====== Selected excerpt ======
2021-06-04 17:05:41

by Jarmo Tiitto

[permalink] [raw]
Subject: [PATCH v3 1/1] pgo: Fix allocate_node() v2

When clang instrumentation eventually calls allocate_node()
the struct llvm_prf_data *p argument tells us from what section
we should reserve the vnode: It either points into vmlinux's
core __llvm_prf_data section or some loaded module's
__llvm_prf_data section.

But since we don't have access to corresponding
__llvm_prf_vnds section(s) for any module, the function
should return just NULL and ignore any profiling attempts
from modules for now.

Signed-off-by: Jarmo Tiitto <[email protected]>
---
Based on Kees and others feedback here is v3 patch
that clarifies why the current checks in allocate_node()
are flawed. I did fair amount of KGDB time on it.

The commit is based on kees/for-next/clang/features tree,
hopefully this is ok. Should I have based it on linux-next
instead?

I grep -R'd where the memory_contains() can be found and it is only
found in #include <asm-generic/sections.h>

I cross my fingers and await if this is my first accepted patch. :-)
---
kernel/pgo/instrument.c | 23 ++++++++++++++---------
1 file changed, 14 insertions(+), 9 deletions(-)

diff --git a/kernel/pgo/instrument.c b/kernel/pgo/instrument.c
index 0e07ee1b17d9..c69b4f7ebaad 100644
--- a/kernel/pgo/instrument.c
+++ b/kernel/pgo/instrument.c
@@ -18,6 +18,7 @@

#define pr_fmt(fmt) "pgo: " fmt

+#include <asm-generic/sections.h>
#include <linux/bitops.h>
#include <linux/kernel.h>
#include <linux/export.h>
@@ -55,17 +56,21 @@ void prf_unlock(unsigned long flags)
======
__Task__. Revise the patch email, starting at the words "I grep -R'd" and stopping after "insertions(+), 9 deletions(-)", and put "memory_intersects()" in place of "memory_contains()".
====== Supplied material ======
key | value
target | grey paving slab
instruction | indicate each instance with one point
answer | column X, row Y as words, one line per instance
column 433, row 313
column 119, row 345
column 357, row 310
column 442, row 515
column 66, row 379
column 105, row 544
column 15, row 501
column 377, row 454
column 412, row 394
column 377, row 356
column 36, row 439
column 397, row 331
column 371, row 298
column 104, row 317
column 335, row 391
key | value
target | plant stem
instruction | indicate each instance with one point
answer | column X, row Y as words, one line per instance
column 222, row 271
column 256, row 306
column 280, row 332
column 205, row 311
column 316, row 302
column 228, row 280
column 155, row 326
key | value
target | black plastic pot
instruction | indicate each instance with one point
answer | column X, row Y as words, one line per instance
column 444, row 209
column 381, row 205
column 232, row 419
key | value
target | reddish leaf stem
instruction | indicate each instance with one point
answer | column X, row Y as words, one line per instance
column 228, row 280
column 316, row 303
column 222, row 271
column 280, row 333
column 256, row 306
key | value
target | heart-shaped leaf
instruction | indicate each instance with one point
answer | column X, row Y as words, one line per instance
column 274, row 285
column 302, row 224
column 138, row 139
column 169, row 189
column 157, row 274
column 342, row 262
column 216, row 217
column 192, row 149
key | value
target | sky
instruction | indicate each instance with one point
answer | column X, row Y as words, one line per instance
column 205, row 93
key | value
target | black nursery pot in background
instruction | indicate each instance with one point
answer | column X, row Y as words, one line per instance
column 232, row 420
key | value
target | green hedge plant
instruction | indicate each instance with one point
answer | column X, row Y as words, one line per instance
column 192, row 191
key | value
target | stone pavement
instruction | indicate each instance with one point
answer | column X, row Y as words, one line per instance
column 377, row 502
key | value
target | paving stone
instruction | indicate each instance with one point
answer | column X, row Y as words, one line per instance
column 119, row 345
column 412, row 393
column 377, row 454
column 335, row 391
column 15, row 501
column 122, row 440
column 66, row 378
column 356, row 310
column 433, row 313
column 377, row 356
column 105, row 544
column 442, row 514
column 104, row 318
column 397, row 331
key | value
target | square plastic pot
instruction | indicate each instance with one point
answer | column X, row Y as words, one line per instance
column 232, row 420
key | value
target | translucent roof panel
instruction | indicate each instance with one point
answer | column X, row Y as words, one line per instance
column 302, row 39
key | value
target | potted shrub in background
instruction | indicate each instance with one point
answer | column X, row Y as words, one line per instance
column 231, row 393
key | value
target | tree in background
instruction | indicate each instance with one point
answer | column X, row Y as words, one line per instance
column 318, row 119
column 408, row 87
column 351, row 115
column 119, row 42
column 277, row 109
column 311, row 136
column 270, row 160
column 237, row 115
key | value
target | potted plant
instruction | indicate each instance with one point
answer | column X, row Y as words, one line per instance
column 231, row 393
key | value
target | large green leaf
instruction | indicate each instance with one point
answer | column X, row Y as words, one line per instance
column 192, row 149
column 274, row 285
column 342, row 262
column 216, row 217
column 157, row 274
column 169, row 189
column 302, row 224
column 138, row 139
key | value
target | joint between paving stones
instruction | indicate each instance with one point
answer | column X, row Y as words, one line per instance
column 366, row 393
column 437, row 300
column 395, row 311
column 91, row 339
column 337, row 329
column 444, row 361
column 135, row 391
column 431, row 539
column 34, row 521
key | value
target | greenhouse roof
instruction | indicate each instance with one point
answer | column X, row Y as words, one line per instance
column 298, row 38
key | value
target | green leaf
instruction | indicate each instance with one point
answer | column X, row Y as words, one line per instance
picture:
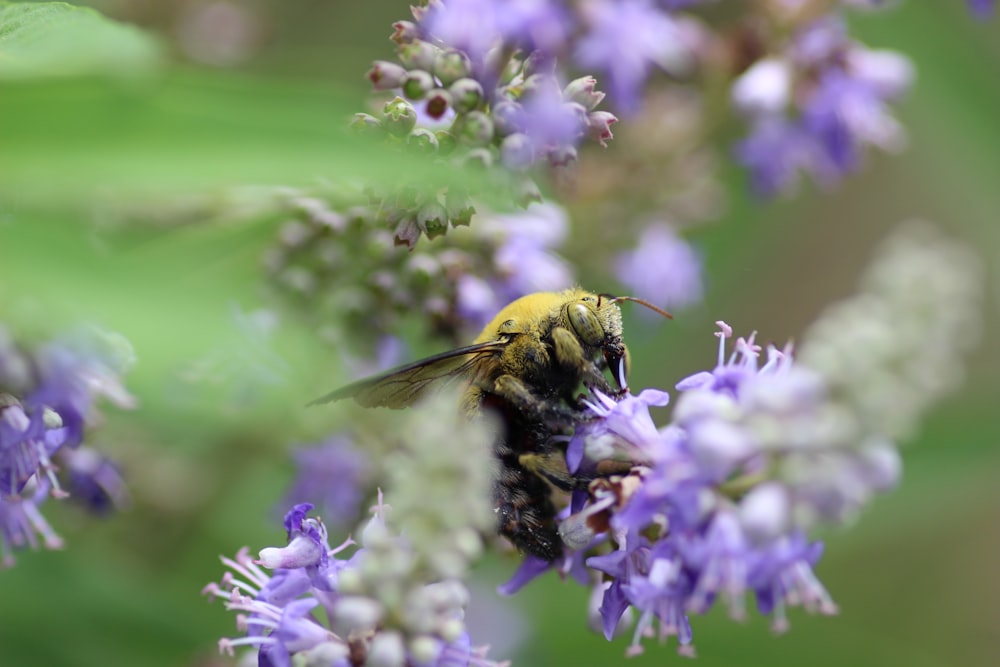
column 56, row 39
======
__Reply to the task__.
I grep -R'd where the memory_intersects() can be found and it is only
found in #include <asm-generic/sections.h>

I cross my fingers and await if this is my first accepted patch. :-)
---
kernel/pgo/instrument.c | 23 ++++++++++++++---------
1 file changed, 14 insertions(+), 9 deletions(-)